::: Provided material

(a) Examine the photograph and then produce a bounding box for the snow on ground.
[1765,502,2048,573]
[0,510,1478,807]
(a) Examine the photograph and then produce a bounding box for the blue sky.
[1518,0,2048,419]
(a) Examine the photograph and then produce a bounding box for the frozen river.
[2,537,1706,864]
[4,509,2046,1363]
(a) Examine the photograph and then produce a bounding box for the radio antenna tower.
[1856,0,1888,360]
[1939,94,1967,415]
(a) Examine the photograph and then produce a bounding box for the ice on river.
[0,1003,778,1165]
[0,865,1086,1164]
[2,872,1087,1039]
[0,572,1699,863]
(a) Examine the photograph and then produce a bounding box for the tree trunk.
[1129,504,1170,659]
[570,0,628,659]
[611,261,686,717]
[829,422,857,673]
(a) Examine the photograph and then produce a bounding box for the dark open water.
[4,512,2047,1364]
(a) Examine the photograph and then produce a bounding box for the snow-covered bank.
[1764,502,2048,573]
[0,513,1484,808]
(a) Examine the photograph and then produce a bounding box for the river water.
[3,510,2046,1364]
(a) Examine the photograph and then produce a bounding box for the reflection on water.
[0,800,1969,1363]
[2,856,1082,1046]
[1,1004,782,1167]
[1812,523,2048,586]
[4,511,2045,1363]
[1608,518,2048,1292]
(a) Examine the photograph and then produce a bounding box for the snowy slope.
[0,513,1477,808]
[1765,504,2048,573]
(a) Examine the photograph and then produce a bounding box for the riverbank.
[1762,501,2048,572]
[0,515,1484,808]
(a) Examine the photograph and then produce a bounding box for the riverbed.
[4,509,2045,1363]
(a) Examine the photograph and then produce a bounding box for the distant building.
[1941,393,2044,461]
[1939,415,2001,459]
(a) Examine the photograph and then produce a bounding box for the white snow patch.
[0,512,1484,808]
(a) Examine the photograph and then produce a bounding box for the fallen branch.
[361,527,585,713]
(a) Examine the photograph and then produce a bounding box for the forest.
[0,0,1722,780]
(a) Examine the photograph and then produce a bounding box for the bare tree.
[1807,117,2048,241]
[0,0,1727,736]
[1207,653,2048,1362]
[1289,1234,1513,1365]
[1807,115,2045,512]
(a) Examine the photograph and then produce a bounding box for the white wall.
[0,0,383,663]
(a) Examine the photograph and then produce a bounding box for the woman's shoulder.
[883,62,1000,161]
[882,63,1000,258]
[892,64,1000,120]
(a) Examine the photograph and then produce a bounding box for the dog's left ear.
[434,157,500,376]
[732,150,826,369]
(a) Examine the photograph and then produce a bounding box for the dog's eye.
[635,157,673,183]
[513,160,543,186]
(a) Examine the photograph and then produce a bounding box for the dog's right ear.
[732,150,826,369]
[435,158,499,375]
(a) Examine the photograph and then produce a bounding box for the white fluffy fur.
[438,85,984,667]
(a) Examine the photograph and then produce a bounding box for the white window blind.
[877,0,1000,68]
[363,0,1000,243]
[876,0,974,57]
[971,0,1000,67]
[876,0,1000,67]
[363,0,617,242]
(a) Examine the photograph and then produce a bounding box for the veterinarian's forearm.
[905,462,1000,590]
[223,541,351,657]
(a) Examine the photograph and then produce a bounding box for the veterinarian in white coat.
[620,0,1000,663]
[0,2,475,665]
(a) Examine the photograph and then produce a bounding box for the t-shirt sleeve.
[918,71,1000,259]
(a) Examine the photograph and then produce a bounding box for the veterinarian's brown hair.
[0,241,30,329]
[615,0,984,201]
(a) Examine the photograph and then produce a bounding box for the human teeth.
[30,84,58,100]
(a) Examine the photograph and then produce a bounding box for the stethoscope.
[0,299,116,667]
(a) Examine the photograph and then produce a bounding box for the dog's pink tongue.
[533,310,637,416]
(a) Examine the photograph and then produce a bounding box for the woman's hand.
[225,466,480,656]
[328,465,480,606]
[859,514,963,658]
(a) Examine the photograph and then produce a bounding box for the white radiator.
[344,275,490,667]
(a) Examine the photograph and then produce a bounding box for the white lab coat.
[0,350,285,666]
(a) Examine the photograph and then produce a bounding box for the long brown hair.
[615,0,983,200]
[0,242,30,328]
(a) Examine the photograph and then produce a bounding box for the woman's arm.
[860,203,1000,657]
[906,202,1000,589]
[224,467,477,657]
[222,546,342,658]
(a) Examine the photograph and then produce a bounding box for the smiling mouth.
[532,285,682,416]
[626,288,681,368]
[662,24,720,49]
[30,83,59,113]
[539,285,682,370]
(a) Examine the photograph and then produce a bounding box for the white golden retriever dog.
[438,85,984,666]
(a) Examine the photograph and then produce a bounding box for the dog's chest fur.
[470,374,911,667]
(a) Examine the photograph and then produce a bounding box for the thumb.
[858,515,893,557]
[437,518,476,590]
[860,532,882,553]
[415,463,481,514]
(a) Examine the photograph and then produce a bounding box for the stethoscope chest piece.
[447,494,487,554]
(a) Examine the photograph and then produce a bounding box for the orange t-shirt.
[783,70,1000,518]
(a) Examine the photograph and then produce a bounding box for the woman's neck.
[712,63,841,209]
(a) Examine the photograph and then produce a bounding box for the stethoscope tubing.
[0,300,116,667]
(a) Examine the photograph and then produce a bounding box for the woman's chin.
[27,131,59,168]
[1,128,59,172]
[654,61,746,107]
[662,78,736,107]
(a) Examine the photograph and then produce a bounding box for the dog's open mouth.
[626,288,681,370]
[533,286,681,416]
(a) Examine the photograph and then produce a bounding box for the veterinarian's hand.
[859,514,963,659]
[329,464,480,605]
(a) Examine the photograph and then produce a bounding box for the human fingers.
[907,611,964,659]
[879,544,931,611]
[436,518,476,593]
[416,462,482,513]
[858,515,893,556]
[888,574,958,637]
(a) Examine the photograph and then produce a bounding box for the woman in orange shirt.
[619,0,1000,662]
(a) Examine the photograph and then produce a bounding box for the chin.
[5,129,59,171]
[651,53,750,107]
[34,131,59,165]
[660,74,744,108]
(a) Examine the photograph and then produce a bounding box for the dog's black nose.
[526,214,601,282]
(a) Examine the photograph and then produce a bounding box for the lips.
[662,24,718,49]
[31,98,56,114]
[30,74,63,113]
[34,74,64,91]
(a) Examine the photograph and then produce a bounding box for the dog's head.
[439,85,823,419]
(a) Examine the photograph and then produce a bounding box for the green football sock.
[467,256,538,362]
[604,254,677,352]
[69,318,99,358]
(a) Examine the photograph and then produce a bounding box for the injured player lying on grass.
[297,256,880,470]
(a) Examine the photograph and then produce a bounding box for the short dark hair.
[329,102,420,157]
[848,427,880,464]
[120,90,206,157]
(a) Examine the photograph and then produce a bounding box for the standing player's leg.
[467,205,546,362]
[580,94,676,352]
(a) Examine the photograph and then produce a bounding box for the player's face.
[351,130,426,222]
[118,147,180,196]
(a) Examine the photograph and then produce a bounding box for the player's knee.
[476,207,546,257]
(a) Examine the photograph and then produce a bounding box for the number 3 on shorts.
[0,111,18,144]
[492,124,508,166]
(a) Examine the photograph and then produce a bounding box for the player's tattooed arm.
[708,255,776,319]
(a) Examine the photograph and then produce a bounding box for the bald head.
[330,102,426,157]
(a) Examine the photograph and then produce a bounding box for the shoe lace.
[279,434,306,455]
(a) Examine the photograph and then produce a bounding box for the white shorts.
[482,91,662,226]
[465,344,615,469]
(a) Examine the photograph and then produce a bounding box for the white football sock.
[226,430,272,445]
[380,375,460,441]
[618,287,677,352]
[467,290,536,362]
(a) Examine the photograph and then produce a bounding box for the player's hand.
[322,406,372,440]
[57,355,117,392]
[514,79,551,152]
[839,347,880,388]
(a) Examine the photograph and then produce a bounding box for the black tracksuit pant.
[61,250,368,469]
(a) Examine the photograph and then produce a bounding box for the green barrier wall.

::::::

§ **Task objective**
When the line containing "the player's hand." is found in the records above, restate it and every later line word for word through the last one, and nothing more.

§ **Solution for this task**
(a) Examine the photograph and then produce a bounding box for the player's hand.
[322,406,372,440]
[57,355,117,392]
[514,79,551,152]
[839,347,880,388]
(a) Examine the photograph and then produce a bounding box for the black tracksuit pant.
[61,250,368,469]
(a) Examine the photograph and then produce a bounding box for the green barrier wall.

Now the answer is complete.